Brief:
Take the line that contains "[indicate] glass chandelier" as the first line and the final line of the records as the last; return exactly those lines and the lines between.

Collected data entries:
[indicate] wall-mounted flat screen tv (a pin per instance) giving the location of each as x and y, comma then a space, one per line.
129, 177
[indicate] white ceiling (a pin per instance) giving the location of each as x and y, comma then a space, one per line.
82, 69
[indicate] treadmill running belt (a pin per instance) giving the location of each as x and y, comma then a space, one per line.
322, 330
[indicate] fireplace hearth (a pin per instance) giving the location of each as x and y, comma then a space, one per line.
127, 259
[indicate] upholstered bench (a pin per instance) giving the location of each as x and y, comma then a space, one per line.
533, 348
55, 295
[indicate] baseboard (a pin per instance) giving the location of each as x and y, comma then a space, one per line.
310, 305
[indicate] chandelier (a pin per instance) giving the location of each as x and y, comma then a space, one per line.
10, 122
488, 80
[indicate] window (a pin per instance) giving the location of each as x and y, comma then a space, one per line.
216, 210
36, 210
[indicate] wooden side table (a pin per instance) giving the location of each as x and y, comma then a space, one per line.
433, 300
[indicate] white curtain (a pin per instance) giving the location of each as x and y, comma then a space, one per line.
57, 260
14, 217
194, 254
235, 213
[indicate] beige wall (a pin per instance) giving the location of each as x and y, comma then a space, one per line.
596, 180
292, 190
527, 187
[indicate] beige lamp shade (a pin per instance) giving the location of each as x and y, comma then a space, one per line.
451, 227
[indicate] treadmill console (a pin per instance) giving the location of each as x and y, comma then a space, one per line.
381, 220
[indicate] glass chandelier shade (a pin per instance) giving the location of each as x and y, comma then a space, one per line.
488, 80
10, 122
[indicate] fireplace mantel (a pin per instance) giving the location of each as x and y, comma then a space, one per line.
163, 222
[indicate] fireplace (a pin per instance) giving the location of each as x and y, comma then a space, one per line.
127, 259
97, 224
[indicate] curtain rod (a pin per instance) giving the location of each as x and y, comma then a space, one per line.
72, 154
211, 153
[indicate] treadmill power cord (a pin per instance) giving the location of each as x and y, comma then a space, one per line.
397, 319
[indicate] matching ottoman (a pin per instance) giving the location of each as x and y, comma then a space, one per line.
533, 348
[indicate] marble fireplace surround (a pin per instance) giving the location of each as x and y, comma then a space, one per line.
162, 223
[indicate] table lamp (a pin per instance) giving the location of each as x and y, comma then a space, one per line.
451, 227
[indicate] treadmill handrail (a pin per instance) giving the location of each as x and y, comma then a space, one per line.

Written answer:
[indicate] glass chandelier shade (a pin per instance) giving the location of each as x and y, comma then a space, one per line.
488, 80
10, 122
[indicate] fireplace mantel (a pin per instance) giving the location of each as x and y, comma then a space, one per line.
163, 222
[indicate] fireplace (a pin per instance) giving the location of each as x and y, comma then a space, one per line.
127, 259
97, 224
[indicate] curtain rod (a pin per instance) giving the location of each as x and y, comma then a space, one per line.
72, 154
211, 153
[indicate] treadmill power cord (a pin per instance) giving the location of each as x and y, comma then a space, one per line.
397, 319
[indicate] matching ottoman (a pin per instance) giving the location of each as x and y, comma then a space, one per line.
533, 348
[indicate] marble fireplace surround (a pin per instance) giving the location of each as x and y, comma then a space, one per line.
162, 223
[indicate] table lamp (a pin per instance) giving the location of each as x and y, comma then a space, one per line.
451, 227
[indicate] treadmill handrail (a pin per instance) giving the location of each as x and y, comma then a space, one per line.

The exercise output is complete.